**Data excerpts**
[start]
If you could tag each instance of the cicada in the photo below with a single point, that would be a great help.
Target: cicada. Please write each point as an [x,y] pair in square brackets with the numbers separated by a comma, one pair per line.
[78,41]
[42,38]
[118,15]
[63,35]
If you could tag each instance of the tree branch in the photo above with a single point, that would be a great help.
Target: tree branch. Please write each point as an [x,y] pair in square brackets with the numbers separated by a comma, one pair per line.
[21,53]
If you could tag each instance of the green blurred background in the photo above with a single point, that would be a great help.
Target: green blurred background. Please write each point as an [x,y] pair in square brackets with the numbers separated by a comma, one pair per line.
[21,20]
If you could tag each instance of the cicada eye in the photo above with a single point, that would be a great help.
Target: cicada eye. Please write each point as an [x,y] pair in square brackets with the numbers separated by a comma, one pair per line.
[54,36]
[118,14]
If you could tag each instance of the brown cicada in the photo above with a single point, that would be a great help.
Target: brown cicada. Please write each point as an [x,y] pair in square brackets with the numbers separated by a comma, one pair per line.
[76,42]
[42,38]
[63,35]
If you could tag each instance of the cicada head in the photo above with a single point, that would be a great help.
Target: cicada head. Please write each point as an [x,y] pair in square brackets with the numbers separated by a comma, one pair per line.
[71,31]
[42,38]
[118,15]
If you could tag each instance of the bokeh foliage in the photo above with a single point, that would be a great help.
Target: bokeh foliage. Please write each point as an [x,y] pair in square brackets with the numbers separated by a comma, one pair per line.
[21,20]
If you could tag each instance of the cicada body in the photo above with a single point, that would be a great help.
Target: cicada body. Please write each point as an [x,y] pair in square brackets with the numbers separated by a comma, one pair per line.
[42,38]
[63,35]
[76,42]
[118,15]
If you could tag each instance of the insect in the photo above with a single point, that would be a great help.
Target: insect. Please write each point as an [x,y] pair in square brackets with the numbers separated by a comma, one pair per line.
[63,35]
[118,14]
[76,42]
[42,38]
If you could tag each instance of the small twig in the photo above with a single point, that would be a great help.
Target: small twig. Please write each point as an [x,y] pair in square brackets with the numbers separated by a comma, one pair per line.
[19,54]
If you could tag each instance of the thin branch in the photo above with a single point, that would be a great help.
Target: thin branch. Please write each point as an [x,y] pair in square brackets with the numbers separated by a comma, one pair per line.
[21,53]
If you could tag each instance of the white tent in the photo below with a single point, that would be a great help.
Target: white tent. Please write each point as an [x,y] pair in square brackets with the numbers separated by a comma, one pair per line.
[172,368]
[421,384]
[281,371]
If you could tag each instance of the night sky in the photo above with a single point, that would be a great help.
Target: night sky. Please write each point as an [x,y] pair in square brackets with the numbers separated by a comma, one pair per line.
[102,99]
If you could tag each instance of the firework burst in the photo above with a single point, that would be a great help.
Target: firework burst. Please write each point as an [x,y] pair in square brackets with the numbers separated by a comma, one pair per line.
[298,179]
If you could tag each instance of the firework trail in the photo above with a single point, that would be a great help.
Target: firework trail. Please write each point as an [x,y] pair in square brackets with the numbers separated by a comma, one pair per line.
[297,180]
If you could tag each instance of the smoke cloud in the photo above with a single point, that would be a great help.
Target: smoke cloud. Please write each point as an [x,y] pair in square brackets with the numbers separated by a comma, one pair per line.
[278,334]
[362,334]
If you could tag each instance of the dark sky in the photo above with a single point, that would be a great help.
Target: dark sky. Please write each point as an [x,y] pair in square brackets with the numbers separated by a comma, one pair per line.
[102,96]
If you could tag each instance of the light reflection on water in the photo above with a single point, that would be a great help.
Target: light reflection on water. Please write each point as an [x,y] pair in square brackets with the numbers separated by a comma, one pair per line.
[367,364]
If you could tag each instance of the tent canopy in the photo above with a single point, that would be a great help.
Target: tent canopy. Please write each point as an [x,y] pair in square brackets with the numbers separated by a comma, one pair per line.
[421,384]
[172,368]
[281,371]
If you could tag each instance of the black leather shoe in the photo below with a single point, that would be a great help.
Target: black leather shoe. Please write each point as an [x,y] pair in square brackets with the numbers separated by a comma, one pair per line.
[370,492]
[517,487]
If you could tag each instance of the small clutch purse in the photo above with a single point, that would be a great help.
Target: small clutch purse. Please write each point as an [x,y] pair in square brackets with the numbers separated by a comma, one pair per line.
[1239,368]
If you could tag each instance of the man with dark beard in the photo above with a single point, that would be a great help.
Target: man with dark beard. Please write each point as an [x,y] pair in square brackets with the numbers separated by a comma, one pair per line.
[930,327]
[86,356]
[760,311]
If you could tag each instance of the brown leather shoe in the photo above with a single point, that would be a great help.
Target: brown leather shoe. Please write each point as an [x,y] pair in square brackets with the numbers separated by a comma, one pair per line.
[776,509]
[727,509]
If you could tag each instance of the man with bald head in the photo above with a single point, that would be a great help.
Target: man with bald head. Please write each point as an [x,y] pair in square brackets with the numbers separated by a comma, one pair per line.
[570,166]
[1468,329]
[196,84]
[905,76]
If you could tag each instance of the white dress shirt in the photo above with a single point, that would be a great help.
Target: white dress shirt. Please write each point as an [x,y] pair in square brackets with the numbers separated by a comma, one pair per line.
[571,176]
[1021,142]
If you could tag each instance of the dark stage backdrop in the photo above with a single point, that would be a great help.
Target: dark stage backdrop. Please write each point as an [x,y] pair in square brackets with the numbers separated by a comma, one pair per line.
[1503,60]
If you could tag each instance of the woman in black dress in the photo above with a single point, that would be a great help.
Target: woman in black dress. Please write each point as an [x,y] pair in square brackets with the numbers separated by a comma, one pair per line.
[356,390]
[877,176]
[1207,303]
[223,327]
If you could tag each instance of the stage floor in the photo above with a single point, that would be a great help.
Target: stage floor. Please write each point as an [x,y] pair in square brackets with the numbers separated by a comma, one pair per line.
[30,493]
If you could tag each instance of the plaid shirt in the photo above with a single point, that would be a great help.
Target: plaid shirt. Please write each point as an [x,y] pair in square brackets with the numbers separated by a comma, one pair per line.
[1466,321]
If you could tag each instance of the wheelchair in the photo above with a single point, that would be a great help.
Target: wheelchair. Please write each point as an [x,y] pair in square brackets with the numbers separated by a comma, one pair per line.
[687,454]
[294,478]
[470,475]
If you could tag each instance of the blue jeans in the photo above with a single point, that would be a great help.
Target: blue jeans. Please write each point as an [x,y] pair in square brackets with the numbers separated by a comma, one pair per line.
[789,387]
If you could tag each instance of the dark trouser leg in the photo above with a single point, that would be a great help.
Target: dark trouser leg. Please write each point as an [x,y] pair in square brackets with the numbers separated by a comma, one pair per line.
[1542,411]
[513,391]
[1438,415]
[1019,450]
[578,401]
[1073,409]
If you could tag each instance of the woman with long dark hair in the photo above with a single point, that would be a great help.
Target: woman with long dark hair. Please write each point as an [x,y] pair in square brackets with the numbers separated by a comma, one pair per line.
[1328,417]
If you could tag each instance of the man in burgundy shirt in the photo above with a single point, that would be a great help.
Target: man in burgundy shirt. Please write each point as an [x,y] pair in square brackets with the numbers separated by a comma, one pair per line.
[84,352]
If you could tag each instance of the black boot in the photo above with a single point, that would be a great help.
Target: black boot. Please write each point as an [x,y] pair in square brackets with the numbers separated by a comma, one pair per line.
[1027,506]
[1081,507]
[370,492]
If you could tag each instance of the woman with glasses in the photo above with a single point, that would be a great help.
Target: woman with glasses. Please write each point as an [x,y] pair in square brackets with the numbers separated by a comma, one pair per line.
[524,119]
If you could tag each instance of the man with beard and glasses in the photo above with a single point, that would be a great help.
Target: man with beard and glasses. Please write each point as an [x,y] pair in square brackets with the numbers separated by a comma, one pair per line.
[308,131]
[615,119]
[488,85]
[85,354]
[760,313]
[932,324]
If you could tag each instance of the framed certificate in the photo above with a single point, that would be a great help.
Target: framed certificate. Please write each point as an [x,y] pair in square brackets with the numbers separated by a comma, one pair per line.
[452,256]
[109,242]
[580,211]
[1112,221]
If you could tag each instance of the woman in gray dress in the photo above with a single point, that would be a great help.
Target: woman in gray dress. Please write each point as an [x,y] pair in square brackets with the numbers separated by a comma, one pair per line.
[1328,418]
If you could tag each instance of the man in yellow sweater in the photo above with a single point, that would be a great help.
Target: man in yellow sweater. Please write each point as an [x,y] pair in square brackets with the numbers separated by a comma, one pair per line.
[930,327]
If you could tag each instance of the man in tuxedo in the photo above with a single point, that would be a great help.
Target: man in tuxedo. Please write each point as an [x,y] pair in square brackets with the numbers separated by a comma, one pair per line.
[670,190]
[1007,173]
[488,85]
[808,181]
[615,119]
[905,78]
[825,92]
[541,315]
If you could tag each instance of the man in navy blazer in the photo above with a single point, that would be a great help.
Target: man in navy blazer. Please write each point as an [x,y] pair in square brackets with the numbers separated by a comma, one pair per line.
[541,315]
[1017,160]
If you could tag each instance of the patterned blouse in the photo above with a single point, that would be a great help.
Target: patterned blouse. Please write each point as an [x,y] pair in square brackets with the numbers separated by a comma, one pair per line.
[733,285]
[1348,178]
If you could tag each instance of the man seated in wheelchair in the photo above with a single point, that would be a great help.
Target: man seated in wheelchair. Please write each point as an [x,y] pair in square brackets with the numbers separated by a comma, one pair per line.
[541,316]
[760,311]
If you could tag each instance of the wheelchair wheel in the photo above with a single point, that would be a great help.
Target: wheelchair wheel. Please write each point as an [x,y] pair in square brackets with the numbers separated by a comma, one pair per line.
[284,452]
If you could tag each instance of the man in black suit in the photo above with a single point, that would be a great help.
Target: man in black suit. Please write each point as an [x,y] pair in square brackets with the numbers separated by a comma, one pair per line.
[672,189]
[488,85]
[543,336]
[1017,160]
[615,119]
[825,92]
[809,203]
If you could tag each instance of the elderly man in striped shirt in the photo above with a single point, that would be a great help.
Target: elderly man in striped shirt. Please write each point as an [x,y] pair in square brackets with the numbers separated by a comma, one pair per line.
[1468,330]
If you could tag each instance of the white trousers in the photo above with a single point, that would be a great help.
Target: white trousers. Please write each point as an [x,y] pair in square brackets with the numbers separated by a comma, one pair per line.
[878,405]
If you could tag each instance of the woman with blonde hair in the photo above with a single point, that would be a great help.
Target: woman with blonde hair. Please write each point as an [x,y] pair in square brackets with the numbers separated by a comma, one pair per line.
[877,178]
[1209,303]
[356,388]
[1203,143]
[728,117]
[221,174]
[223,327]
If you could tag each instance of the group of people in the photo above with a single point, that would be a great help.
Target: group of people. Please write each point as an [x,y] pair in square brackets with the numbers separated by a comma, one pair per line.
[end]
**Written exercise**
Put the lines of the listing above, from the line containing "If you could tag each instance of the group" through the end of the listing, into a JSON list of strings with one string per line, leaving out any blank lines.

**Result below**
[
  "If you could tag each instance of the group of people in the photo above with a single point, that would be a great help.",
  "Target: group of people. Please write each point as an [x,y] pair in square brackets with the numbers separated by a comma, one pair per line."
]